● Extrait du document:

Force est de constater que mes craintes étaient infondées : le Dragon Griaule est un sans faute. L'écriture / la traduction sont parfaites, la narration prenante et très construite, explorant différentes facettes du dragon et de la population qui vit alentour. Des six textes présentés, je serais bien en peine d'en choisir un préféré, tellement chacun est original.

Mais qui est donc ce fameux Griaule ? C'est un dragon gigantesque pétrifié il y a fort longtemps par un magicien qui tenta de le tuer. Mais Griaule n'est pas mort. Son corps ancré au milieu d'une vallée sud américaine fait partie du paysage à présent. Quant à son esprit, il distille son venin à la population établie alentours.

● Données recueillies:

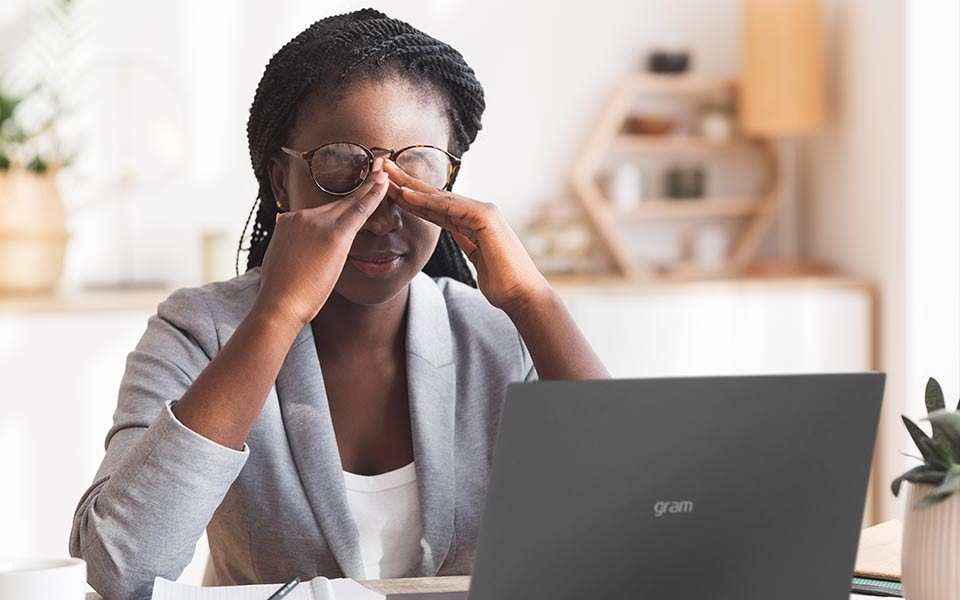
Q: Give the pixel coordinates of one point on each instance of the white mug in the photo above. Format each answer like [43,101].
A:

● Travail à faire:
a: Relevez les mots par lesquels l'extrait sur le Dragon Griaule qualifie l'écriture, la traduction et la narration.
b: D'après l'extrait sur le Dragon Griaule, par qui le dragon a-t-il été pétrifié ?
c: Poursuivez l'extrait sur le Dragon Griaule à la suite de sa dernière phrase.

● Corrigé:
a: parfaites, prenante, très construite

b: Par un magicien qui tenta de le tuer.

c:
"En 1853, dans un lointain pays du Sud, en un monde séparé du nôtre par la plus infime marge de possibilité, la vallée de Carbonales, une région fertile entourant la cité de Teocinte et réputée pour sa production d'argent, d'acajou et d'indigo, était placée sous la domination d'un dragon nommé Griaule." [L'homme qui peignit le Dragon Griaule]

Au travers de six récits, rassemblés dans un même recueil pour la première fois, Shepard nous conte la terrible influence de ce dragon fabuleux et effrayant qui n'a d'égal que sa taille impressionnante.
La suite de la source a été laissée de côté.